***** KUTIPAN TEKS *****

Mohon tunggu...
KOMENTAR
Catatan

Mengurai Persoalan Kasus Pajak BCA

8 Mei 2015   17:06 Diperbarui: 17 Juni 2015   07:15 560 0
Judul tulisan ini saya jiplak utuh dari tulisan Prianto Budi Saptono, Pengurus Pusat Ikatan Akuntan Indonesia di Harian Ekonomi Kontan pada 18 Mei 2014. Sengaja saya jipplak judul ini tanpa mengubah apapun karena saya tidak ingin mengubah makna dan isi dari tulisan Prianto Budi Saptono sedikit pun.

Mengigat kasus pajak BCA yang melibatkan mantan Ketua BPK Hadi Poernomo dalam kapasitasnya sebagai Dirjen Pajak saat kasus ini terjadi, saya sendiri tidak memiliki kapasitas yang mumpuni mengomentasi atau menambah sedikit pun keruh masalah ini.

Bagi saya yang awam, kasus ini pelik karena terbilang merupakan kasus pajak yang sangat teknis, seperti seorang mekanik andal membongkar sebuah mesin mobil.

Daripada memperkeruh, saya ingin menyajikan secara utuh tulisan Prianto Budi Saptono agar kita semua dapat mencermati masalah ini pada ranahnya dan tidak dibawa-bawa pada persoalan politik, atau apapun kepentingannya.

Bagi saya, tulisan Prianto Budi Saptono sangat bisa menjelaskan duduk persoalan yang sebenarnya terkait kasus pajak BCA yang bagi saya - setelah membaca tulisan ini - tidak lebih adalah sebuah SENGKETA PAJAK. Yakni Sengketa pajak antara Konsultan pajak BCA versus pemeriksa pajak Ditjen Pajak.

Dalam Sengketa ini, Hadi Poernomo sebagai pihak yang berwewenang, dengan kebijakannya, akan berdiri di tengah untuk memutuskan.

Begini seutuhnya tulisan Prianto Budi Saptono dan persoalan SENGKETA PAJAK BCA ini:

Mantan Dirjen Pajak Hadi Poernomo ditetapkan sebagai tersangka oleh KPK pada 21 April 2014. HP diduga berperan ubah keputusan penolakan keberatan PT Bank Central Asia Tbk (BCA) untuk kewajiban pada 1999. Tulisan ini lebih fokus pada bagaimana persepsi terjadi antara Ditjen Pajak (DJP) dan BCA. Tulisan ini juga tak bermaksud mempengaruhi proses hukum di KPK.

***** DATA TERSIMPAN *****

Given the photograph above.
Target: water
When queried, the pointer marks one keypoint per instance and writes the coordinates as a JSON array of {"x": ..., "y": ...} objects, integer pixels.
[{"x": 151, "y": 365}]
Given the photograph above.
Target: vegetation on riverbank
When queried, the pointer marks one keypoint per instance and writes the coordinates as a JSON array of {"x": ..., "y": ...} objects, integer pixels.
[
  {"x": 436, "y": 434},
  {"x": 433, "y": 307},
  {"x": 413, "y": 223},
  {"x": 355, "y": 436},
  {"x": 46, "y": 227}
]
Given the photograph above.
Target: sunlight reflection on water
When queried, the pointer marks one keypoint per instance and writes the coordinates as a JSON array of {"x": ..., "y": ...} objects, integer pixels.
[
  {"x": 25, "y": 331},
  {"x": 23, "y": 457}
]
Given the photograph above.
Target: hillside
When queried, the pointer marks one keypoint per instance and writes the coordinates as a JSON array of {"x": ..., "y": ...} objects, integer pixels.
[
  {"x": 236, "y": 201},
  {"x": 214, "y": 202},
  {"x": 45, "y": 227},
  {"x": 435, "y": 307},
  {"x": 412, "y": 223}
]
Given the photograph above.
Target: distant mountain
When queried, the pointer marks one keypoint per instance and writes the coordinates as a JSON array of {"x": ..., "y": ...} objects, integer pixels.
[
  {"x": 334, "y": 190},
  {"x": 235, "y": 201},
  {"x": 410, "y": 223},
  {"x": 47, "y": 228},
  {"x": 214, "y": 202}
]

*****

# [PERINTAH LATIHAN]
1 > Jawablah pertanyaan berikut berdasarkan tulisan tentang kasus pajak BCA.
(a) Di harian apa dan pada tanggal berapa tulisan Prianto Budi Saptono yang judulnya dijiplak itu dimuat?
(b) Pada tanggal berapa Hadi Poernomo ditetapkan sebagai tersangka oleh KPK?
(c) Menurut penulis, sengketa pajak ini terjadi antara pihak mana dan pihak mana?
2 > Menurut tulisan tentang kasus pajak BCA, mengapa penulis menjiplak judul tulisan Prianto Budi Saptono tanpa mengubah apa pun?
3 > Salinlah bagian tulisan tentang kasus pajak BCA mulai dari "Bagi saya, tulisan" sampai dengan "hukum di KPK.".

# [JAWABAN LATIHAN]
1 >
(a) Harian Ekonomi Kontan, 18 Mei 2014.
(b) 21 April 2014.
(c) Antara konsultan pajak BCA dan pemeriksa pajak Ditjen Pajak.

2 > Penulis tidak ingin mengubah makna dan isi tulisan Prianto Budi Saptono sedikit pun.

3 >
Bagi saya, tulisan Prianto Budi Saptono sangat bisa menjelaskan duduk persoalan yang sebenarnya terkait kasus pajak BCA yang bagi saya - setelah membaca tulisan ini - tidak lebih adalah sebuah SENGKETA PAJAK. Yakni Sengketa pajak antara Konsultan pajak BCA versus pemeriksa pajak Ditjen Pajak.

Dalam Sengketa ini, Hadi Poernomo sebagai pihak yang berwewenang, dengan kebijakannya, akan berdiri di tengah untuk memutuskan.

Begini seutuhnya tulisan Prianto Budi Saptono dan persoalan SENGKETA PAJAK BCA ini:

Mantan Dirjen Pajak Hadi Poernomo ditetapkan sebagai tersangka oleh KPK pada 21 April 2014. HP diduga berperan ubah keputusan penolakan keberatan PT Bank Central Asia Tbk (BCA) untuk kewajiban pada 1999. Tulisan ini lebih fokus pada bagaimana persepsi terjadi antara Ditjen Pajak (DJP) dan BCA. Tulisan ini juga tak bermaksud mempengaruhi proses hukum di KPK.